# Our new rescue (hopefully)



## lkcheertex (Apr 20, 2011)

We went to see this beautiful GSD at his foster today and we have applied to adopt him from our local GSD rescue. The kids loved him, he loved them. He and our current dog got along and played. He's 15 months so still full of energy and has a great personality. We're just waiting for the home check later this week.


----------



## Mac's Mom (Jun 7, 2010)

Gorgeous dog. Whats his name? Hoping it works out.


----------



## Stosh (Jun 26, 2010)

What a great looking boy! Hope he's part of your family soon


----------



## Jax08 (Feb 13, 2009)

So handsome!


----------



## lkcheertex (Apr 20, 2011)

Mac's Mom said:


> Gorgeous dog. Whats his name? Hoping it works out.


His name is Harley :wub:


----------



## Alyalanna (May 28, 2011)

Yay!  Hopefully everything goes smoothly and you will soon be able to take your new handsome boy home with you!


----------



## JakodaCD OA (May 14, 2000)

I hope it works out, he is gorgeous and sounds like a perfect fit !!


----------



## Mom2Shaman (Jun 17, 2011)

Congrat's w/fingers crossed.


----------



## DharmasMom (Jul 4, 2010)

Oooooh! He is very pretty!! Fingers and paws crossed for all of you!!


----------

[Items stored from a collection]
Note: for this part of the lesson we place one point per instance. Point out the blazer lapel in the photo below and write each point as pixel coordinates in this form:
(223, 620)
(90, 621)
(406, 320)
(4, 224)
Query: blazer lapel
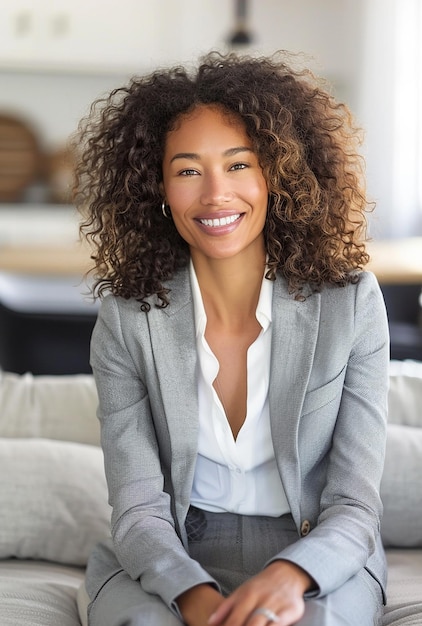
(174, 347)
(294, 334)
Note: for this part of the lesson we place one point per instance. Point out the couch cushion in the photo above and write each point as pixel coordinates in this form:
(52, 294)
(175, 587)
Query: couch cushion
(53, 500)
(38, 594)
(401, 487)
(404, 399)
(404, 596)
(53, 407)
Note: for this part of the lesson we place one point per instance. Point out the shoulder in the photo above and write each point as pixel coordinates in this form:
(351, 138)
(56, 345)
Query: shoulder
(359, 290)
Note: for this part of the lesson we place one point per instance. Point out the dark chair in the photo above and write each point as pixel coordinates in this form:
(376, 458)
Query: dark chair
(45, 325)
(403, 303)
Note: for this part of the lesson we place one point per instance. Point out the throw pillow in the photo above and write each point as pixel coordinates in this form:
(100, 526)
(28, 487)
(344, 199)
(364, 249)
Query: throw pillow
(53, 500)
(401, 488)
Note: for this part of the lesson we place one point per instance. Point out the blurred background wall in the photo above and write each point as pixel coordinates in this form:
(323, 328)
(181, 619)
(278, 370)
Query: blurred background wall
(56, 56)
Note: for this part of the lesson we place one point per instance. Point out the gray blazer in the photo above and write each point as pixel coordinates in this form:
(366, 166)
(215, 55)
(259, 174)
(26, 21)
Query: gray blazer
(328, 404)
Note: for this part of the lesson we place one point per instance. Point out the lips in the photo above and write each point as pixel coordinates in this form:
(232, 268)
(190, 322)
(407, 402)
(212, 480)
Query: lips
(220, 221)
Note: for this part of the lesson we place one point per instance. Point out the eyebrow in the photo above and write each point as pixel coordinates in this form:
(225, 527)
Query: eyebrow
(196, 157)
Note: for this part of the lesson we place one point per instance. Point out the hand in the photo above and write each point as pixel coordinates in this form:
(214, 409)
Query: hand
(198, 603)
(279, 588)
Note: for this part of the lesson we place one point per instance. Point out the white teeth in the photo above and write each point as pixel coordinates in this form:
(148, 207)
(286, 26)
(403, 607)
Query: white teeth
(223, 221)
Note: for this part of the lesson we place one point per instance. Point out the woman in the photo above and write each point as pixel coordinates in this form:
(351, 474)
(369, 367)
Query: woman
(240, 352)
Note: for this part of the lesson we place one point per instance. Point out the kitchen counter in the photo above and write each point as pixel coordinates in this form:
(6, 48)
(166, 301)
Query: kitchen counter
(45, 240)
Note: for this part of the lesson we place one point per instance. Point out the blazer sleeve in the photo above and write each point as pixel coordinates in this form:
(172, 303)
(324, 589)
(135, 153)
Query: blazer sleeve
(346, 531)
(142, 526)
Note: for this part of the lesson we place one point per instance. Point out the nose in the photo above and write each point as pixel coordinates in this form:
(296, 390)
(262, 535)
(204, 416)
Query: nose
(216, 190)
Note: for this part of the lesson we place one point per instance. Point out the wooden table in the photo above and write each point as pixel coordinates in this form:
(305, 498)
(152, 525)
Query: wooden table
(65, 260)
(397, 261)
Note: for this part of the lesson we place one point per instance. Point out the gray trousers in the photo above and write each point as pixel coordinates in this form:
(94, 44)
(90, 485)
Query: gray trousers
(232, 548)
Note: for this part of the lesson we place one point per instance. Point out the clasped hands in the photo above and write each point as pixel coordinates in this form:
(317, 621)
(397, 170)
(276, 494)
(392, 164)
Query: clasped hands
(275, 595)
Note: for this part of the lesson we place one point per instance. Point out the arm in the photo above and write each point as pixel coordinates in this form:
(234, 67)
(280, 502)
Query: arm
(347, 530)
(143, 530)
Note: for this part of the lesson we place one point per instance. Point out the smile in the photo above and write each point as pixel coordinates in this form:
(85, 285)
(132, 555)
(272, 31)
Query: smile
(222, 221)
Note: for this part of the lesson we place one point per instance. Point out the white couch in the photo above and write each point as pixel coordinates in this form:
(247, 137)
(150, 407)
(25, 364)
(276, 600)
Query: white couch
(53, 497)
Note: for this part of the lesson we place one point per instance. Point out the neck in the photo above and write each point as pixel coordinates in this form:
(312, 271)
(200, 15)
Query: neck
(230, 288)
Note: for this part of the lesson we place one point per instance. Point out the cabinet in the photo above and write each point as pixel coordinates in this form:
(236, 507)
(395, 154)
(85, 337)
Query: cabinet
(107, 35)
(82, 35)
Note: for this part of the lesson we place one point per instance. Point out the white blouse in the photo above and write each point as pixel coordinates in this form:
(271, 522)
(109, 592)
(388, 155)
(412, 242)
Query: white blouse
(236, 475)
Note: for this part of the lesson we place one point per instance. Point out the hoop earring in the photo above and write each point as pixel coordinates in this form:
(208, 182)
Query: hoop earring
(164, 210)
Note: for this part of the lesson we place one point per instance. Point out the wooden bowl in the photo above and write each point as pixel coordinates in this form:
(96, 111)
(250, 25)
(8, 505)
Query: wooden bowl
(20, 158)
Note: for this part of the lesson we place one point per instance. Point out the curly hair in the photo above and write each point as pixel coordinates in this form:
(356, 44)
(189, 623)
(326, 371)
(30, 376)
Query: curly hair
(307, 145)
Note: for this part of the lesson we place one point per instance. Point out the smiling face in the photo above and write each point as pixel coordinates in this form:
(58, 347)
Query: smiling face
(214, 185)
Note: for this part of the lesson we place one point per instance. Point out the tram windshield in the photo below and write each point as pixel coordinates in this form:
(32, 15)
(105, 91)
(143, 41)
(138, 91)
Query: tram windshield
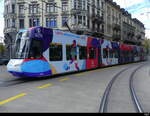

#### Objective A:
In the rescue thread, how old is the dog the family applied to adopt?
#### Objective B:
From the rescue thread, reproduce the stretch from "## Alyalanna (May" through "(May 14, 2000)".

#### Task response A:
15 months

#### Task response B:
## Alyalanna (May 28, 2011)

Yay!  Hopefully everything goes smoothly and you will soon be able to take your new handsome boy home with you!


----------



## JakodaCD OA (May 14, 2000)